▸ **Challenge**
Pull out the stretch of the records below from the line containing "Locate the drainpipe" through the end of the records, and repeat those lines word for word.

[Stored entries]
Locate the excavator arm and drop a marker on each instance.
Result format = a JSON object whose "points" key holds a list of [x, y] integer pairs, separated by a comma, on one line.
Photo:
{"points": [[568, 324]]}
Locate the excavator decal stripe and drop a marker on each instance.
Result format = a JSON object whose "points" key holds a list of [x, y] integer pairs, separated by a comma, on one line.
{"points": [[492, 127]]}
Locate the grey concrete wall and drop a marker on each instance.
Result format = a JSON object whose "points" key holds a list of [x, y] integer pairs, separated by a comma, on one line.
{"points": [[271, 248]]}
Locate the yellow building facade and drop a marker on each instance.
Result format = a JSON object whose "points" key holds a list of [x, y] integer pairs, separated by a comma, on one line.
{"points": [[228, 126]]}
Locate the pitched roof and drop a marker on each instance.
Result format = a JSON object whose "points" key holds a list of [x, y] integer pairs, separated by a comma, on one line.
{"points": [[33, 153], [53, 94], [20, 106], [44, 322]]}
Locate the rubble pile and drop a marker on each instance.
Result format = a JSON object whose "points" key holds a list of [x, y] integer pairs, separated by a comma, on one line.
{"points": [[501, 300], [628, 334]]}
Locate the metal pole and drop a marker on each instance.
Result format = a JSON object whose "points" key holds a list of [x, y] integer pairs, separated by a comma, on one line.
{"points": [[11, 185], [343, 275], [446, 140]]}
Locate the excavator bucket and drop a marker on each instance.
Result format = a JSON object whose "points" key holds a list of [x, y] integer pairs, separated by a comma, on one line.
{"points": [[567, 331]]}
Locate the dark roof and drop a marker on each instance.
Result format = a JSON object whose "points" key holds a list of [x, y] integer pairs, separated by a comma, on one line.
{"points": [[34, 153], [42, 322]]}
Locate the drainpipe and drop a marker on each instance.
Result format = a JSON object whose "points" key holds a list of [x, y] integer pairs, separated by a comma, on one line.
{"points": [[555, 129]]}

▸ **Written solution**
Locate the drainpipe and drop a marker on each instance.
Result format = a JSON object whose "points" key holds a list of [x, y] integer pairs, separated by a comma, on one line.
{"points": [[555, 129]]}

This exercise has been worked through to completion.